■ TEXT SHOWN ■
________

Theodorus Wilhelmus (Theo) Maassen (born 8 December 1966 in Oegstgeest, South Holland) is a Dutch comedian and actor who grew up in the village of Zijtaart (municipality of Veghel) in the Dutch province of North Brabant. He currently lives in Eindhoven. In addition to his shows, he has also made a number of appearances in films.

Career
Maassen won two of the biggest comedy contests in the Netherlands in 1990, the Groninger Studenten Cabaret Festival (GSCF), and Cameretten. The GSCF jury was not pleased with the quality of the contestants that year, and gave Maassen the first prize, remarking he was the best of the year, but still not very good.

Since 1995, Maassens shows are shown on Dutch national television, making him more and more a household name.

In 2006, Maassen received the 'Prins Bernhard Cultuurfonds Theater Prijs 2006' (Prince Bernhard Culture Fund Theatre Prize 2006) for his 'daring combination of theatre and comedy'. The same year he also received the Prijs van de Kritiek (Prize of the critics), a yearly prize by Dutch theatre critics.

He also has released a song titled Lauwe Pis (Lukewarm Piss) which peaked at #1 on the Dutch Top 40.

________

■ DATASET CONTENT ■
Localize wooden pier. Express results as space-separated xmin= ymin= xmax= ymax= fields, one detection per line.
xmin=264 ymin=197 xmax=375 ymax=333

________

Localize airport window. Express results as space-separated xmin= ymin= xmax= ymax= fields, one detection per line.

________

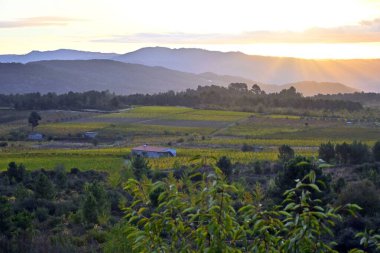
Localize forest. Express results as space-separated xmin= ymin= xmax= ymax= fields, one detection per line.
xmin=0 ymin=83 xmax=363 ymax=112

________

■ DO THIS ■
Transcribe the passage from the text about Theo Maassen above, starting at "In 2006, Maassen" and continuing up to and including "Dutch Top 40.".

■ THE COMPLETED TASK ■
In 2006, Maassen received the 'Prins Bernhard Cultuurfonds Theater Prijs 2006' (Prince Bernhard Culture Fund Theatre Prize 2006) for his 'daring combination of theatre and comedy'. The same year he also received the Prijs van de Kritiek (Prize of the critics), a yearly prize by Dutch theatre critics.

He also has released a song titled Lauwe Pis (Lukewarm Piss) which peaked at #1 on the Dutch Top 40.